Problem requirements: Copy each line containing the word "grass" from the records that follow, please.

Point localization data:
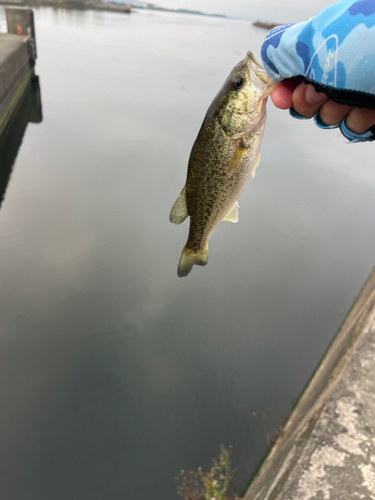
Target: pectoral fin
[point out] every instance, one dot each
(256, 163)
(236, 161)
(179, 210)
(232, 215)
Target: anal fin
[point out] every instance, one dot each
(256, 163)
(179, 210)
(232, 215)
(236, 160)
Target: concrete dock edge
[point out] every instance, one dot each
(312, 429)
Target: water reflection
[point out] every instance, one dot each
(29, 111)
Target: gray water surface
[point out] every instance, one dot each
(114, 374)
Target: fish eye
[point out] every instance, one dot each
(238, 83)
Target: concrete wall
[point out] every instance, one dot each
(17, 60)
(16, 63)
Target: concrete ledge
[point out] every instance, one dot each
(15, 73)
(316, 456)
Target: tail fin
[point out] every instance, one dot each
(189, 259)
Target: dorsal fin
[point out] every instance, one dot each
(179, 210)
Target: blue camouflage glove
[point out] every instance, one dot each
(334, 51)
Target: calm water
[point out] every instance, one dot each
(114, 373)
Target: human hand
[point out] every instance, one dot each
(306, 56)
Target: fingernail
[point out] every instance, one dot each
(313, 97)
(297, 115)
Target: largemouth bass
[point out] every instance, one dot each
(224, 155)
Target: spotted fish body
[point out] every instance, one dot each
(224, 155)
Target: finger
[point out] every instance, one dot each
(306, 101)
(359, 120)
(282, 95)
(332, 113)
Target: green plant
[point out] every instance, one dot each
(214, 485)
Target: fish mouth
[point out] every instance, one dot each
(257, 71)
(251, 59)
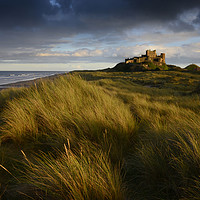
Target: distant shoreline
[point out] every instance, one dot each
(28, 83)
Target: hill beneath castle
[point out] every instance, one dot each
(132, 67)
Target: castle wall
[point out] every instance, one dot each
(150, 56)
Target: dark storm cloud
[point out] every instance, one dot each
(90, 14)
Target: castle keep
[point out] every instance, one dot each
(150, 56)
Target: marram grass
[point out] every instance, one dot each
(127, 141)
(85, 174)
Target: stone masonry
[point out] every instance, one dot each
(150, 56)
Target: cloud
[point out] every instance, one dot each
(94, 30)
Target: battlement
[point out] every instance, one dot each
(150, 56)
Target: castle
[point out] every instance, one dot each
(150, 56)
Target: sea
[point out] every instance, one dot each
(7, 77)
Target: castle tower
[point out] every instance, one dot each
(163, 57)
(151, 54)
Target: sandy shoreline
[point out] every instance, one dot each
(28, 83)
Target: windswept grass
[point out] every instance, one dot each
(85, 174)
(68, 108)
(132, 136)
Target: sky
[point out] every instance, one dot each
(95, 34)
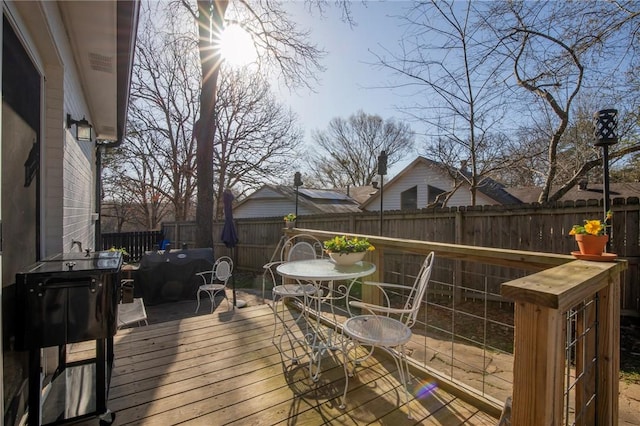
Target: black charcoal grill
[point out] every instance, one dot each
(69, 298)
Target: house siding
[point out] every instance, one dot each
(422, 176)
(67, 165)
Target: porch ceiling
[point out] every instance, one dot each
(102, 36)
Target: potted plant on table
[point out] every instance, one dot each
(590, 236)
(290, 220)
(347, 250)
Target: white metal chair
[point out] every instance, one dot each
(385, 327)
(215, 281)
(298, 247)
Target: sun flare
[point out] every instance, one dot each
(236, 46)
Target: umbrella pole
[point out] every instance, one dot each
(233, 277)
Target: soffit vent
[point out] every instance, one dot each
(101, 63)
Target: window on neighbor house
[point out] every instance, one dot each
(409, 199)
(432, 193)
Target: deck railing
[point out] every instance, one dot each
(565, 311)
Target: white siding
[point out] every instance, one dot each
(67, 166)
(254, 208)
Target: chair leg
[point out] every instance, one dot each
(297, 347)
(403, 369)
(198, 307)
(212, 297)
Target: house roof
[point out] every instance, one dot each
(102, 35)
(489, 187)
(588, 191)
(315, 200)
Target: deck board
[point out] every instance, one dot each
(223, 369)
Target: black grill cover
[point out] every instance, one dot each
(167, 277)
(67, 298)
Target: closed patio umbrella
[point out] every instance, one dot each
(229, 237)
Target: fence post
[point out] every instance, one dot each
(457, 265)
(372, 294)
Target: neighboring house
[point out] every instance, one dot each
(270, 201)
(584, 191)
(60, 59)
(420, 183)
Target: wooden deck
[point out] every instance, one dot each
(222, 369)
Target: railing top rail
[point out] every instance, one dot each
(563, 286)
(511, 258)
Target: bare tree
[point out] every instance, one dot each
(159, 151)
(552, 47)
(443, 57)
(279, 43)
(256, 137)
(349, 149)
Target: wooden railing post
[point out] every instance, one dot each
(542, 301)
(538, 365)
(608, 352)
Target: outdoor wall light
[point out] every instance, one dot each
(83, 128)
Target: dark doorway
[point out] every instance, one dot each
(21, 103)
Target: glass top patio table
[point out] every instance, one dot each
(318, 271)
(324, 270)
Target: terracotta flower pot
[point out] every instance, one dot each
(591, 244)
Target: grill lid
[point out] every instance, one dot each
(104, 261)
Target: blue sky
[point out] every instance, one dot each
(350, 83)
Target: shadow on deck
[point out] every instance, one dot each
(222, 368)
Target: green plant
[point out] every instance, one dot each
(344, 244)
(592, 226)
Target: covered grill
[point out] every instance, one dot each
(68, 298)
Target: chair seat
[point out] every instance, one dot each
(211, 287)
(294, 290)
(377, 330)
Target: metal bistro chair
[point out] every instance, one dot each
(130, 310)
(215, 281)
(385, 327)
(299, 247)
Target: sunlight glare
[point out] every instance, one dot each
(236, 46)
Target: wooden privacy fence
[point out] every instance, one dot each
(136, 243)
(530, 227)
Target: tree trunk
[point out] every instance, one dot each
(205, 129)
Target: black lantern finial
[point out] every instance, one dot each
(605, 123)
(83, 128)
(297, 182)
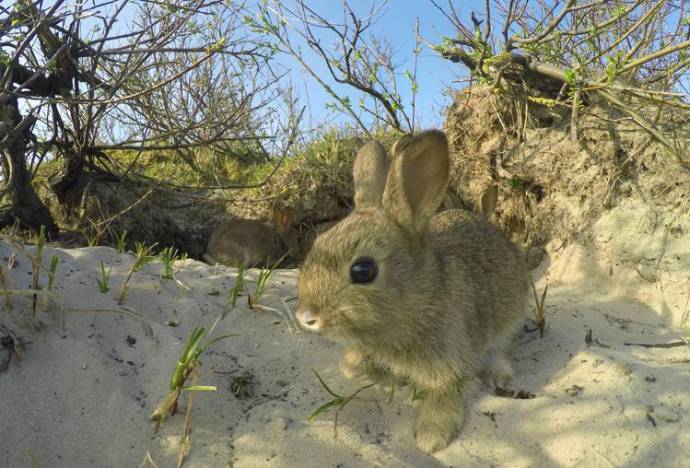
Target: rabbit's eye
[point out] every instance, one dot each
(363, 271)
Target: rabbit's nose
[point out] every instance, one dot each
(308, 320)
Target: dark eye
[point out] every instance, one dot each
(363, 271)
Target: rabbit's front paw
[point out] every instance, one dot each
(352, 364)
(433, 431)
(440, 415)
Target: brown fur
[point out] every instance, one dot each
(249, 241)
(449, 293)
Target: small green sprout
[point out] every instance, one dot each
(168, 256)
(143, 255)
(539, 311)
(104, 278)
(5, 289)
(122, 241)
(339, 402)
(36, 265)
(51, 273)
(187, 363)
(237, 289)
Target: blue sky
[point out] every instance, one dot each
(396, 24)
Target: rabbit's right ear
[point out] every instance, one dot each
(417, 180)
(370, 172)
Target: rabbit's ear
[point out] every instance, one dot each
(417, 180)
(370, 172)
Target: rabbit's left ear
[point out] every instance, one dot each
(369, 173)
(417, 180)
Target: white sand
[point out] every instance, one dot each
(82, 396)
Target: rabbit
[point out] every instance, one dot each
(249, 241)
(430, 298)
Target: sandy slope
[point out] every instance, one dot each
(82, 396)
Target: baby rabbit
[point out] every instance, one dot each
(430, 298)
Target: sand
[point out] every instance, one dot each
(82, 395)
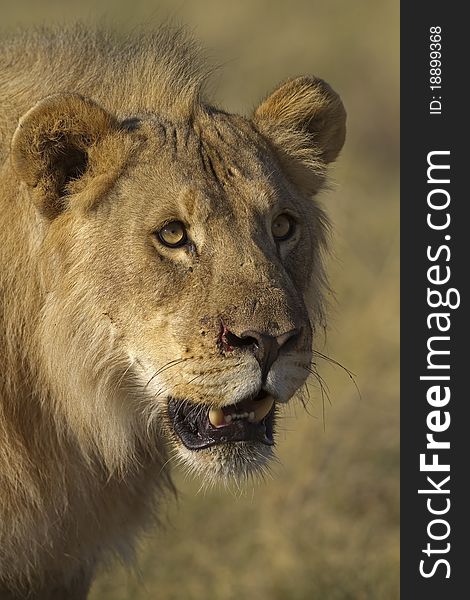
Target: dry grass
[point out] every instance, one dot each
(325, 527)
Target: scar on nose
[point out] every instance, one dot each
(222, 341)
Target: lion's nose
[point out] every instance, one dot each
(265, 347)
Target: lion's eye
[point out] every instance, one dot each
(173, 234)
(282, 227)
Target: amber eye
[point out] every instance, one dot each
(282, 227)
(173, 234)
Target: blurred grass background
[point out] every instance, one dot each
(325, 527)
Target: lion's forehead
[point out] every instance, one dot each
(217, 167)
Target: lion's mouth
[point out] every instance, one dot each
(200, 427)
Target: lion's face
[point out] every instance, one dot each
(184, 261)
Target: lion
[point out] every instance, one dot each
(161, 283)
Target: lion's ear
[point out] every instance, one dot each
(305, 121)
(51, 146)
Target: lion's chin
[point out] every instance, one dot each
(231, 443)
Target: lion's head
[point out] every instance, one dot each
(177, 253)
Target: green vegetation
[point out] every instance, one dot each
(325, 526)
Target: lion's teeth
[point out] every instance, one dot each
(216, 417)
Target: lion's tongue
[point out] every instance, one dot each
(252, 410)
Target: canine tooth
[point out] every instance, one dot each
(262, 408)
(216, 417)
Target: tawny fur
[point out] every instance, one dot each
(90, 313)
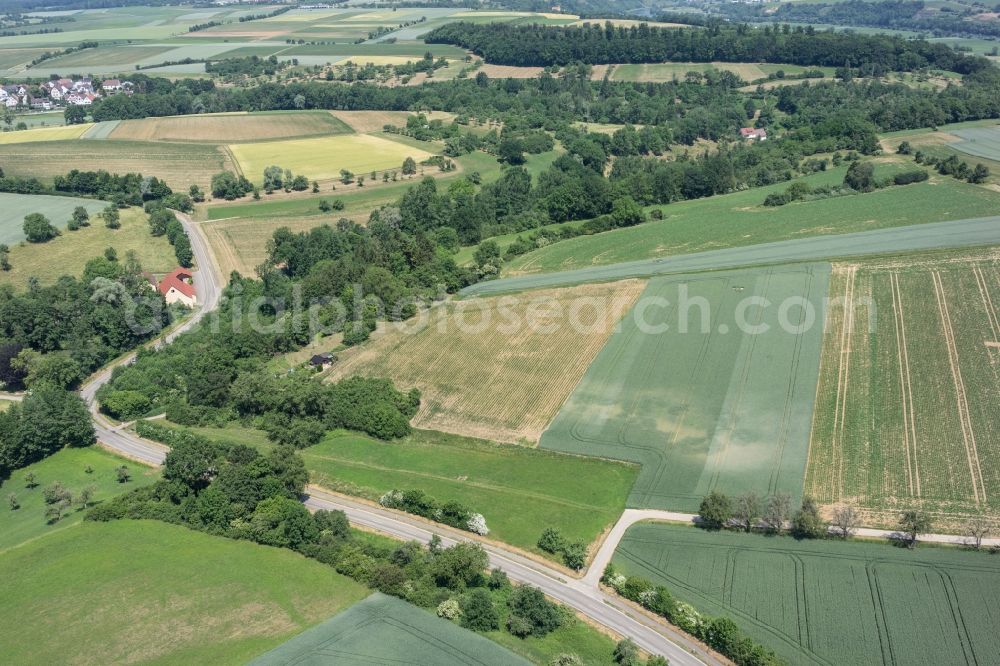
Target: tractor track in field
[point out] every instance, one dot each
(965, 419)
(906, 389)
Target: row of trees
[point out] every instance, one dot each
(238, 492)
(537, 45)
(749, 512)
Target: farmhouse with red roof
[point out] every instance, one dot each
(176, 287)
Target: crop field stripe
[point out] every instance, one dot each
(843, 372)
(730, 413)
(348, 462)
(906, 389)
(968, 435)
(991, 311)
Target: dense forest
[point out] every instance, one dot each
(534, 45)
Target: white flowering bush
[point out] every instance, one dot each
(391, 499)
(449, 609)
(477, 524)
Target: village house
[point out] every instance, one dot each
(176, 287)
(753, 133)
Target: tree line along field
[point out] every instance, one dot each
(740, 219)
(383, 629)
(519, 490)
(498, 368)
(704, 405)
(124, 592)
(906, 406)
(829, 602)
(68, 467)
(57, 209)
(69, 253)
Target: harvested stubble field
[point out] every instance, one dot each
(497, 369)
(827, 601)
(373, 121)
(179, 164)
(386, 630)
(230, 127)
(44, 134)
(123, 592)
(907, 403)
(322, 158)
(711, 402)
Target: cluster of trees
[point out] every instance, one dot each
(720, 633)
(212, 376)
(574, 553)
(450, 513)
(47, 420)
(64, 331)
(163, 222)
(749, 512)
(860, 178)
(276, 178)
(536, 45)
(238, 492)
(249, 66)
(227, 185)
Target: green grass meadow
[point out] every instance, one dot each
(68, 467)
(829, 602)
(739, 219)
(713, 408)
(145, 591)
(57, 209)
(382, 629)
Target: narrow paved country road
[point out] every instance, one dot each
(207, 287)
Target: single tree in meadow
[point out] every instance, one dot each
(913, 523)
(977, 529)
(748, 510)
(846, 520)
(716, 511)
(38, 228)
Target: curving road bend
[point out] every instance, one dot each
(208, 288)
(581, 595)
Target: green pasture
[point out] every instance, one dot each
(739, 219)
(979, 142)
(703, 388)
(57, 209)
(383, 629)
(68, 467)
(826, 601)
(519, 490)
(145, 591)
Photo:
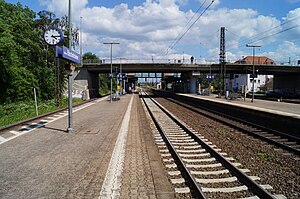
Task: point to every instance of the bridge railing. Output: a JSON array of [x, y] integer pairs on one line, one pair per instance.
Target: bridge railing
[[140, 61]]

Written answer:
Target: marram grass
Target: windswept grass
Target: dry grass
Target: blurred grass background
Target: green grass meadow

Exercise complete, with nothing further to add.